# Work instructions
When the line with "brown powder, each" comes up, set it down and every later line to the end of the data, exactly and without pictures.

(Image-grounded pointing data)
▼▼▼

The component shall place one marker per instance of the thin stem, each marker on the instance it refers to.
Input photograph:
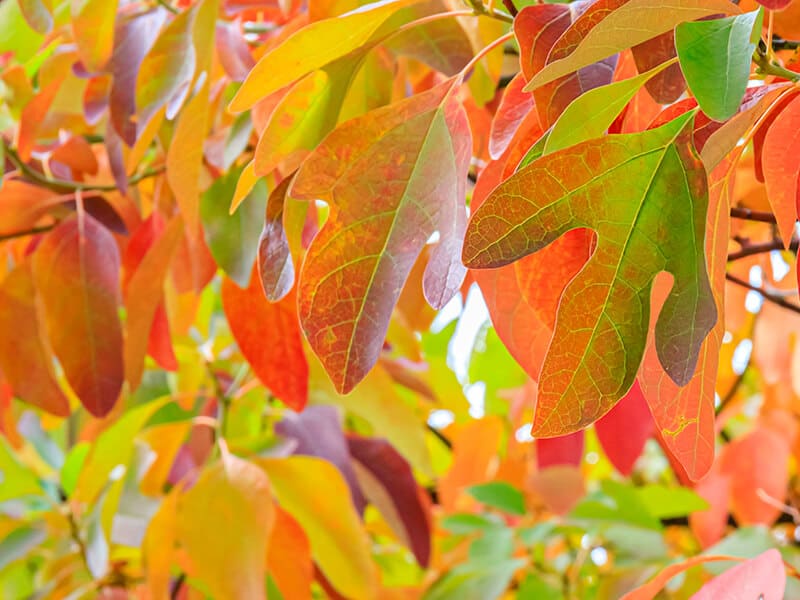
(60, 185)
(775, 299)
(754, 249)
(752, 215)
(26, 232)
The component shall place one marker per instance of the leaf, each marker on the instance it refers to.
(410, 159)
(756, 461)
(566, 190)
(166, 70)
(651, 589)
(38, 14)
(143, 296)
(275, 265)
(389, 484)
(25, 359)
(269, 338)
(339, 544)
(718, 79)
(629, 24)
(133, 38)
(93, 30)
(79, 259)
(311, 48)
(233, 239)
(624, 429)
(317, 431)
(224, 523)
(760, 577)
(500, 495)
(592, 113)
(667, 86)
(780, 171)
(185, 158)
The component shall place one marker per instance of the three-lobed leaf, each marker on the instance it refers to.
(655, 222)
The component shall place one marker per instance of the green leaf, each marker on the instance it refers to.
(646, 197)
(715, 59)
(500, 495)
(233, 239)
(591, 113)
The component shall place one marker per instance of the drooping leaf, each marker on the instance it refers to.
(143, 296)
(410, 160)
(185, 158)
(389, 484)
(24, 358)
(718, 79)
(269, 337)
(607, 304)
(339, 543)
(781, 172)
(224, 525)
(311, 48)
(79, 258)
(500, 495)
(275, 265)
(626, 24)
(624, 430)
(760, 577)
(233, 239)
(93, 28)
(166, 71)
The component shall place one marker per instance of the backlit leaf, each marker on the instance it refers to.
(605, 309)
(80, 258)
(24, 358)
(224, 525)
(718, 79)
(629, 24)
(409, 159)
(339, 544)
(269, 337)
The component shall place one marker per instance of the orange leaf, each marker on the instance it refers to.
(24, 357)
(79, 260)
(269, 337)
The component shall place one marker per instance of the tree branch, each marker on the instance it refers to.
(753, 249)
(782, 302)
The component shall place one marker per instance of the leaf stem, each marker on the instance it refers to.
(775, 299)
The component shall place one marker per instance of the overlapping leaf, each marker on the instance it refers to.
(392, 178)
(655, 222)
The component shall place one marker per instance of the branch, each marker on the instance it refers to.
(753, 249)
(61, 185)
(752, 215)
(767, 295)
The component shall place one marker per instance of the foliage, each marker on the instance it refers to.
(410, 299)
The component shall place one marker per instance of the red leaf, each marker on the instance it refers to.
(562, 450)
(79, 261)
(269, 338)
(762, 577)
(624, 430)
(24, 358)
(389, 484)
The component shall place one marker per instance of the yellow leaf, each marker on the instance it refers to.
(224, 523)
(339, 543)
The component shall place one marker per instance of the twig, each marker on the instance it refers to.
(767, 295)
(753, 249)
(26, 232)
(752, 215)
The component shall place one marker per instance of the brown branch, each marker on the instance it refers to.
(767, 296)
(26, 232)
(752, 215)
(753, 249)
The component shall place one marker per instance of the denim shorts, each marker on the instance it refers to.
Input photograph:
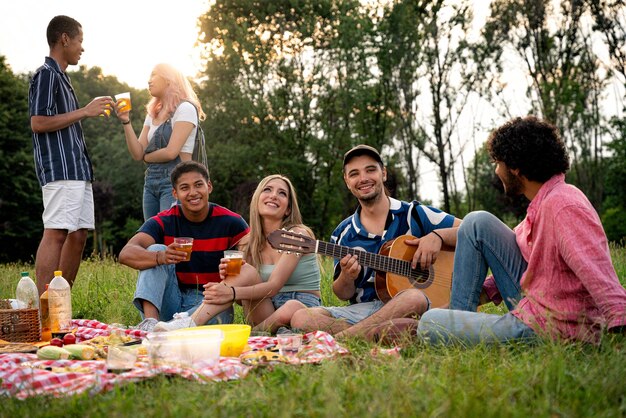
(308, 299)
(356, 312)
(159, 286)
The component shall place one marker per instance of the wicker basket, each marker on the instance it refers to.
(20, 325)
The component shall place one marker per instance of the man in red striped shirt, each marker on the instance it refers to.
(553, 271)
(167, 284)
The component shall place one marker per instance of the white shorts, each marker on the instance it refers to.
(68, 204)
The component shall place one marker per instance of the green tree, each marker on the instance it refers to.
(118, 179)
(565, 84)
(427, 66)
(20, 194)
(285, 92)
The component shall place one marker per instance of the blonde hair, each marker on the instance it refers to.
(178, 89)
(257, 238)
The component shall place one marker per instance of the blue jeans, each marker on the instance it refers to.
(308, 299)
(157, 192)
(159, 286)
(445, 326)
(483, 243)
(356, 312)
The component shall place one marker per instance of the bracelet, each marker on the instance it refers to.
(435, 232)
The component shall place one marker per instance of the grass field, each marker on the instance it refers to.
(546, 380)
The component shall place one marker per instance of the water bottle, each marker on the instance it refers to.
(26, 292)
(59, 304)
(44, 311)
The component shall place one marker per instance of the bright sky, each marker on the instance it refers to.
(124, 38)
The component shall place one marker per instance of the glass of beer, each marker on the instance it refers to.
(122, 101)
(107, 111)
(184, 244)
(234, 261)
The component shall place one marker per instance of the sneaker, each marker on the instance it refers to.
(146, 325)
(181, 320)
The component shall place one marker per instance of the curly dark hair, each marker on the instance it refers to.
(60, 25)
(532, 146)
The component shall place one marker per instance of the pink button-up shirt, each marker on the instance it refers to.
(570, 288)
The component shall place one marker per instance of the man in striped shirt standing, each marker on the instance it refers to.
(62, 163)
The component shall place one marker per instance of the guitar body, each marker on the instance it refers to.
(392, 265)
(435, 282)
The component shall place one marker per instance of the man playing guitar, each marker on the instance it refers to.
(379, 219)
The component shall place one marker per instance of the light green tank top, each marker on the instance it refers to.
(306, 276)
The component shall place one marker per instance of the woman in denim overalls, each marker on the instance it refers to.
(168, 134)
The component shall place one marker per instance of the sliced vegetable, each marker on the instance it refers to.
(69, 338)
(80, 351)
(52, 352)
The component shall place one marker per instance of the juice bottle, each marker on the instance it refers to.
(60, 304)
(46, 332)
(26, 291)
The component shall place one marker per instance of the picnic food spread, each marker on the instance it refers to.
(24, 375)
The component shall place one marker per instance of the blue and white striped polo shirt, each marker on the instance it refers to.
(62, 154)
(403, 218)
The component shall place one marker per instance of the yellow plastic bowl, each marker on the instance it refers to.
(235, 338)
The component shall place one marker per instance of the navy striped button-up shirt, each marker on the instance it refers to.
(403, 218)
(62, 154)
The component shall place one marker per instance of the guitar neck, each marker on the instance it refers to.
(367, 259)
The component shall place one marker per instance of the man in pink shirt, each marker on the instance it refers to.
(553, 271)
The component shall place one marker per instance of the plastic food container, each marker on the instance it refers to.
(235, 337)
(184, 348)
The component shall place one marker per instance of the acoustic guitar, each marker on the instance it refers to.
(393, 265)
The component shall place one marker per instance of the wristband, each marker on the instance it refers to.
(435, 232)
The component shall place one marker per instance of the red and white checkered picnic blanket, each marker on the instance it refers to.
(23, 375)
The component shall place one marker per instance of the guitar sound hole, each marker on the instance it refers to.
(420, 278)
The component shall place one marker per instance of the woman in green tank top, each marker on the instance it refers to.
(272, 285)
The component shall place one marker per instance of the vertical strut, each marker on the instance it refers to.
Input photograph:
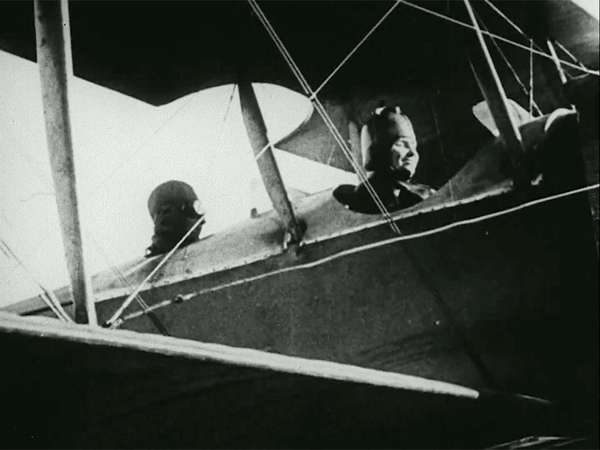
(493, 92)
(269, 171)
(54, 61)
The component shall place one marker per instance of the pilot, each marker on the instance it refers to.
(389, 147)
(175, 209)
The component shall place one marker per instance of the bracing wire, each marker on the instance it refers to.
(368, 247)
(135, 293)
(46, 294)
(497, 36)
(513, 71)
(323, 113)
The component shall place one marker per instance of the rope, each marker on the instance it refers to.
(496, 36)
(367, 247)
(356, 47)
(46, 295)
(322, 112)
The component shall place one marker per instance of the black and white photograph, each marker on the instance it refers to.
(299, 224)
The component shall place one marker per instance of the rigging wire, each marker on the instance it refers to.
(46, 295)
(510, 22)
(497, 36)
(163, 261)
(143, 305)
(96, 190)
(323, 113)
(568, 53)
(367, 247)
(356, 47)
(532, 102)
(115, 317)
(513, 71)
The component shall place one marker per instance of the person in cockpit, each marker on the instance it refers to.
(389, 148)
(175, 209)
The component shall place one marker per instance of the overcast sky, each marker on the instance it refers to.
(124, 148)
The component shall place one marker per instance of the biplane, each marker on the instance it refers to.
(468, 319)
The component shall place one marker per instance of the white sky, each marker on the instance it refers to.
(123, 149)
(591, 6)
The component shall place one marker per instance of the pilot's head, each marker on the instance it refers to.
(387, 139)
(174, 208)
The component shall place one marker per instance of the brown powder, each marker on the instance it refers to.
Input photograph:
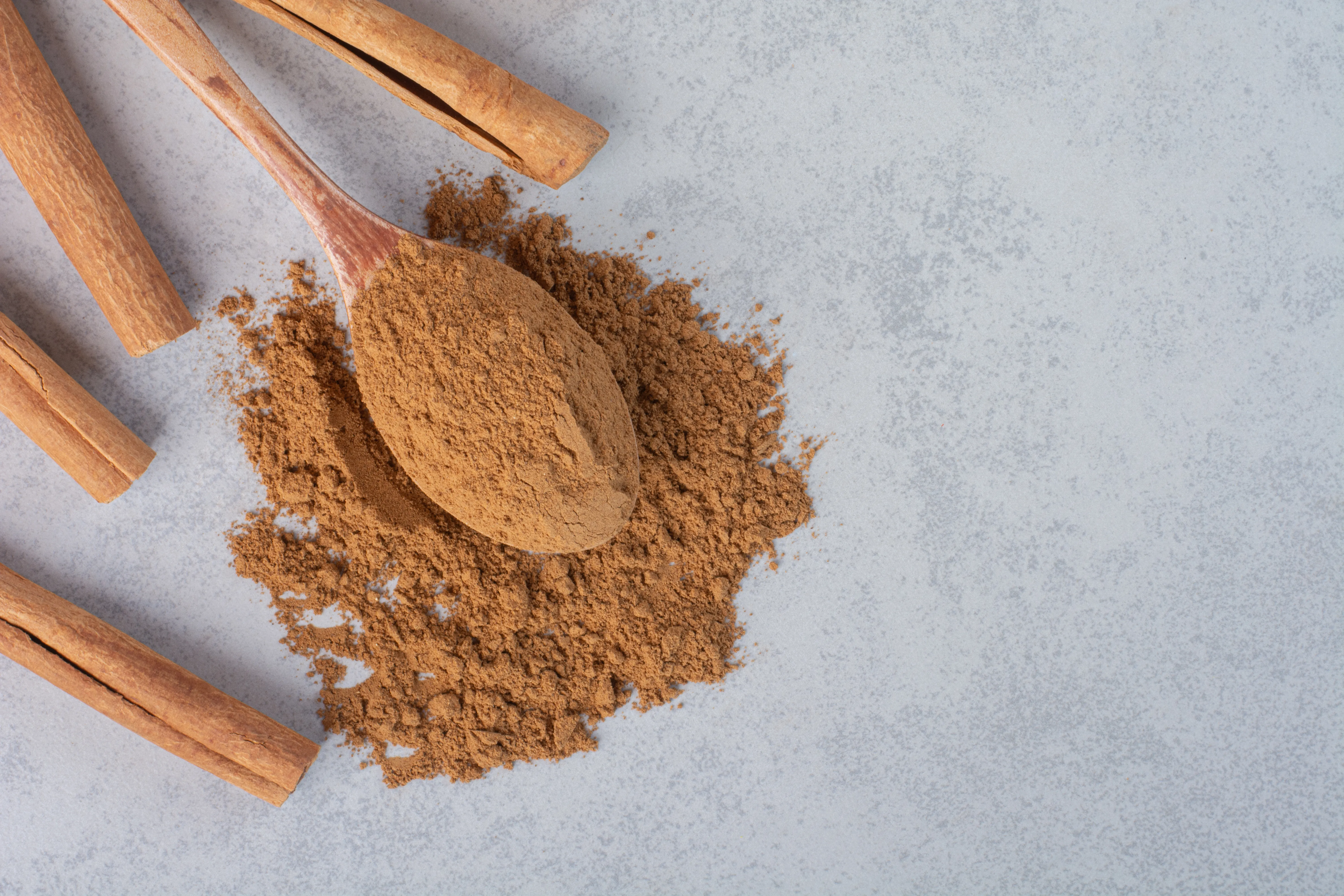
(494, 401)
(483, 655)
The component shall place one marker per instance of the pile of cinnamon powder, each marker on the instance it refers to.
(483, 655)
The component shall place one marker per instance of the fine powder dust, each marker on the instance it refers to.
(483, 655)
(494, 401)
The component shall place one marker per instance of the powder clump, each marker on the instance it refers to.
(494, 401)
(483, 655)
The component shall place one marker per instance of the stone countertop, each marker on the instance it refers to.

▲▲▲

# Output for this exercise
The component shall place one marker per instance of the brown powder, each marker on the instance it refers to.
Input photograph:
(494, 401)
(483, 655)
The component shall place one marker per instance of the pile of cinnamon powder, each marker on the instance it refers to.
(483, 655)
The component shall place one marker per instance of the fine powder dust, each marker on the instance it refers to.
(483, 655)
(494, 401)
The component shall place one marker per instance of the powder clump, each marker on the instance it refers to.
(494, 401)
(483, 655)
The component shall place one marker per instance of the stone countertop, each marker on the instance it refers to.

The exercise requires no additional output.